> WHAT IS BEING ASKED:
For each line in the data below that has the word "tree", copy that line.

> GIVEN RECORDS:
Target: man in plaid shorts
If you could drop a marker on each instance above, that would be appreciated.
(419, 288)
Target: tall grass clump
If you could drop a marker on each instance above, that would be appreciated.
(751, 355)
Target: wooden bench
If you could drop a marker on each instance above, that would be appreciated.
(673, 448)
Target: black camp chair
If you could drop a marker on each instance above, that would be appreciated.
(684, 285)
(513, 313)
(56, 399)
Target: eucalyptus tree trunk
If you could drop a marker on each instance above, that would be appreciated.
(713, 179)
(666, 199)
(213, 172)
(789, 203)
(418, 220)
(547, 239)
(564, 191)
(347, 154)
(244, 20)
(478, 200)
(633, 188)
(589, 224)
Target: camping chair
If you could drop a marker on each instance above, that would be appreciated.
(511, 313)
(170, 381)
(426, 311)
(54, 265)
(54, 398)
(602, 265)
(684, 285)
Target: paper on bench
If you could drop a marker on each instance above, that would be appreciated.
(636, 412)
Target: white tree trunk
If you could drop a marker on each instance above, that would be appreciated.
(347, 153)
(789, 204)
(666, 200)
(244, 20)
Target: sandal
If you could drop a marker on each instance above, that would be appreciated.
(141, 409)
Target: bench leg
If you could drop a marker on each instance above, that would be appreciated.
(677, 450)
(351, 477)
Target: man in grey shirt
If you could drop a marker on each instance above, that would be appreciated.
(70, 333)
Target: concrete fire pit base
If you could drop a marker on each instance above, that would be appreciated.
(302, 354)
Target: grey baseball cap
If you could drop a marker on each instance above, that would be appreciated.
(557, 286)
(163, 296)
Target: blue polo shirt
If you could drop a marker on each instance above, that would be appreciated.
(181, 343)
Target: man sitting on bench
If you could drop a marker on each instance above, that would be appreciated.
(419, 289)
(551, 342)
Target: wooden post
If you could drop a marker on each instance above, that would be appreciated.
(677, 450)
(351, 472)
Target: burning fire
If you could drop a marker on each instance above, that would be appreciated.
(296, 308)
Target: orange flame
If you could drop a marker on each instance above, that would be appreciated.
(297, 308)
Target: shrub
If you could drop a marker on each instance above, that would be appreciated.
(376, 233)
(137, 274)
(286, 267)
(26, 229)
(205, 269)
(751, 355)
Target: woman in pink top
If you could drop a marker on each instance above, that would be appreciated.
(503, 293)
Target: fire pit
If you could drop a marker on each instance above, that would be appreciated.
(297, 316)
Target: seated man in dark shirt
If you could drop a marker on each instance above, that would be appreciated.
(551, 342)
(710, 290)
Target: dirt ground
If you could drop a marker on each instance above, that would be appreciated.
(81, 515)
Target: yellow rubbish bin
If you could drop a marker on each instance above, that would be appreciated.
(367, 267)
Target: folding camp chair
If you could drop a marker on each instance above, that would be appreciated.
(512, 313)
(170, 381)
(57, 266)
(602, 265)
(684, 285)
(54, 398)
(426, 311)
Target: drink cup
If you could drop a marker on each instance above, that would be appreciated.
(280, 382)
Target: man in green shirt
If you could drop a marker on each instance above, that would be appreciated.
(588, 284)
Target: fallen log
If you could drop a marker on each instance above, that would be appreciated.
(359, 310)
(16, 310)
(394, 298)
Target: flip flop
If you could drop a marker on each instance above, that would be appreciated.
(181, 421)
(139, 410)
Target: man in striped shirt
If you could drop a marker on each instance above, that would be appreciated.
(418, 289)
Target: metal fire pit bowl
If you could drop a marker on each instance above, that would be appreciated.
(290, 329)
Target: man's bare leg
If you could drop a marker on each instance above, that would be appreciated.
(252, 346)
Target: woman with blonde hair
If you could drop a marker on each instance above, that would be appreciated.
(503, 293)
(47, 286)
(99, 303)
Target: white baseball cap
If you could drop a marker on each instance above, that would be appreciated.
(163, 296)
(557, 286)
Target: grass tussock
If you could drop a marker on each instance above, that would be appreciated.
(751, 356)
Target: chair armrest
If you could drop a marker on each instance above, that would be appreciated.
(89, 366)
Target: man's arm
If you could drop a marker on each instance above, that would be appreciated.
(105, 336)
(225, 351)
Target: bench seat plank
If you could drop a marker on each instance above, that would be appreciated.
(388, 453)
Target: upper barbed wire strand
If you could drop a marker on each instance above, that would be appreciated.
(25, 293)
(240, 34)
...
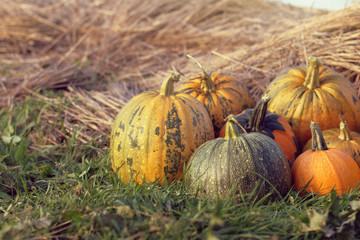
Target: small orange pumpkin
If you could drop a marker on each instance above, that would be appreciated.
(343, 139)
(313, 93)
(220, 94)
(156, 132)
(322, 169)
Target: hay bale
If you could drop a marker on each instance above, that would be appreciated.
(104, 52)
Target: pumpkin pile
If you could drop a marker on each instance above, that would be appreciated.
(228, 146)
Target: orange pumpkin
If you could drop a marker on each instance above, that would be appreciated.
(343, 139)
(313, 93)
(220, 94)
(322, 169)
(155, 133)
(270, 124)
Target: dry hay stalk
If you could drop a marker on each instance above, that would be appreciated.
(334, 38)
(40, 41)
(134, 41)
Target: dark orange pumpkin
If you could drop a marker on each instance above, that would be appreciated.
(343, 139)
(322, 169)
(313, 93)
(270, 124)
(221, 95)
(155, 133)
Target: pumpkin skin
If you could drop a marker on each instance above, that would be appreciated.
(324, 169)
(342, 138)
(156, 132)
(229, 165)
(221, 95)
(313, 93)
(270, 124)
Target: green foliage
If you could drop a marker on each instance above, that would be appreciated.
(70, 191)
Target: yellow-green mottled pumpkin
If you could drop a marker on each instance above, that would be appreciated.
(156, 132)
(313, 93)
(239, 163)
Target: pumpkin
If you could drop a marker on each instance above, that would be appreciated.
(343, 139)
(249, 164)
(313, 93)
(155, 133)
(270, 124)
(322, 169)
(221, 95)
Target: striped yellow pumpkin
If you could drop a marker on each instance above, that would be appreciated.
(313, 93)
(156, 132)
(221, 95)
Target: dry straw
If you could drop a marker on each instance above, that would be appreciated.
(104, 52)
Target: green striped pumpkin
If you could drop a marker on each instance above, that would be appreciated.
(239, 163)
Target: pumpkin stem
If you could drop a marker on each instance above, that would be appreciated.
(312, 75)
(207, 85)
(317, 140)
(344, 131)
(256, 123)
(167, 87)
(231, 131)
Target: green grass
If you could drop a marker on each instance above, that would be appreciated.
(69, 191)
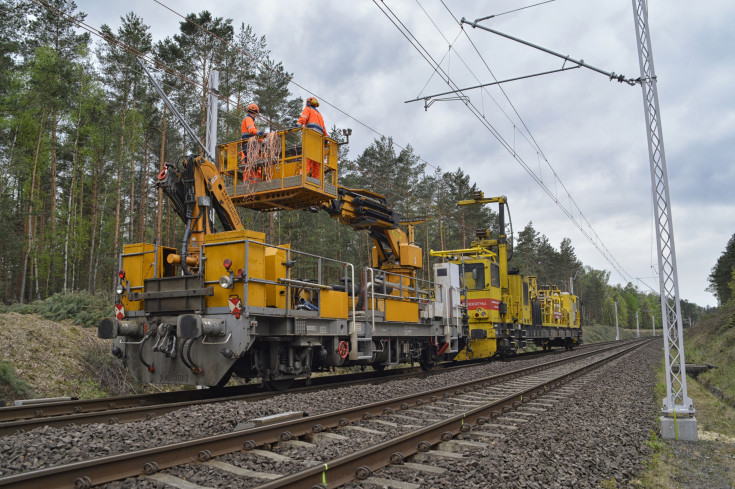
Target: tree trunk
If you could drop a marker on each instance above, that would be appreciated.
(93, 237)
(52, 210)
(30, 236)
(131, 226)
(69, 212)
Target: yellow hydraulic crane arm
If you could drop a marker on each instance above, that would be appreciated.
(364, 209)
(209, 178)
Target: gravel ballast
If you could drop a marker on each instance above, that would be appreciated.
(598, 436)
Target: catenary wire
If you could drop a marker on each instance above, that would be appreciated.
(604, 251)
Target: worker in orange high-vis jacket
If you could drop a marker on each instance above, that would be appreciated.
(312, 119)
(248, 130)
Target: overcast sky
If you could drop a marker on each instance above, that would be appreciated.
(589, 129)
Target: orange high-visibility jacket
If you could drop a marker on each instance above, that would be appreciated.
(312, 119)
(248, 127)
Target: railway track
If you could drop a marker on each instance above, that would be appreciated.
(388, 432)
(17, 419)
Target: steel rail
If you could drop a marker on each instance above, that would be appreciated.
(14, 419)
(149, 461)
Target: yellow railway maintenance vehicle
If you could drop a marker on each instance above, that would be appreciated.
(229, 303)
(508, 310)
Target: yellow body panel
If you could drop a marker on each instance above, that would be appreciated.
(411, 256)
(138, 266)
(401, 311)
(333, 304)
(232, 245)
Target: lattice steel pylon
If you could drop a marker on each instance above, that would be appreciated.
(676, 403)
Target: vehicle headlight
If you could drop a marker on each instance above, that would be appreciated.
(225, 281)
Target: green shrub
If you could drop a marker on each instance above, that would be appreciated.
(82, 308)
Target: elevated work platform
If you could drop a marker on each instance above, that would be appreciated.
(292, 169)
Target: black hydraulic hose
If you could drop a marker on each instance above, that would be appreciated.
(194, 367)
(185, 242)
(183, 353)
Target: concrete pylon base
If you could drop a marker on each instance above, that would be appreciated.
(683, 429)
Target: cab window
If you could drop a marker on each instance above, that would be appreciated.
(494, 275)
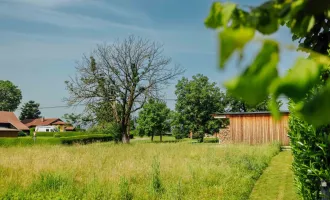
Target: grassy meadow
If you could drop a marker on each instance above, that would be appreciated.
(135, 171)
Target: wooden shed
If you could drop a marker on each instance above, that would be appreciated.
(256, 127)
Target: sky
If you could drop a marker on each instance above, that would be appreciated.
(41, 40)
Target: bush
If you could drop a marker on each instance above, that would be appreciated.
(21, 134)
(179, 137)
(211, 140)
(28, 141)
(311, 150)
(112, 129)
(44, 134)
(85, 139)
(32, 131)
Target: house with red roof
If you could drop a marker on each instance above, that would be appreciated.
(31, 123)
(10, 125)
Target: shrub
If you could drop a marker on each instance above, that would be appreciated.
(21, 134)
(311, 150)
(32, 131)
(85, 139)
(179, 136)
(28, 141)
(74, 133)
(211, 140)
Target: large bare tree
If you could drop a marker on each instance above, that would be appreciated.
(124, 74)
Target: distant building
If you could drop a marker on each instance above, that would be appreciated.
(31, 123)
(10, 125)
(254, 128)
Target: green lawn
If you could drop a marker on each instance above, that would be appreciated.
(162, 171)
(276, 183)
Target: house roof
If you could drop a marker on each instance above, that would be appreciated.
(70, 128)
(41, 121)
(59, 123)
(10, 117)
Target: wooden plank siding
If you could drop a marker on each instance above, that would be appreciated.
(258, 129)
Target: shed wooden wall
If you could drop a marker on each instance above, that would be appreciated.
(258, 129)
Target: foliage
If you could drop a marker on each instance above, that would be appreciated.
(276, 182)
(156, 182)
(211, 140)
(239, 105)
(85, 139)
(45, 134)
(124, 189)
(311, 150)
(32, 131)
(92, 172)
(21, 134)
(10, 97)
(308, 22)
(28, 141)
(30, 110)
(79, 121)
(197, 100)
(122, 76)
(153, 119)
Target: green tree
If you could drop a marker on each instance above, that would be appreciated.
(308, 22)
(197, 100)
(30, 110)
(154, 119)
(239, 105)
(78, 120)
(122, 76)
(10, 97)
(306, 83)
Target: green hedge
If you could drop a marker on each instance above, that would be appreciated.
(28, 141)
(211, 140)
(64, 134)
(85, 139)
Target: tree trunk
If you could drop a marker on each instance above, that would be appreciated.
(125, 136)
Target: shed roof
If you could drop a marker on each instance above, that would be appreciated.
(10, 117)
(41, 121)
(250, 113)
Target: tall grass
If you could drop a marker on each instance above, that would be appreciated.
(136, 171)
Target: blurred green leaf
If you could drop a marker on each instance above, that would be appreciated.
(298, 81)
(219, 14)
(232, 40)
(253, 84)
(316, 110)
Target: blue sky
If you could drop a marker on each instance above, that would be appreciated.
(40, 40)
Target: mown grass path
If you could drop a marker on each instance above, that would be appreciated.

> REPLY TO THE TASK:
Target: eucalyptus tree trunk
Target: white tree trunk
Target: tree trunk
Target: large bare tree
Target: green tree
Target: tree trunk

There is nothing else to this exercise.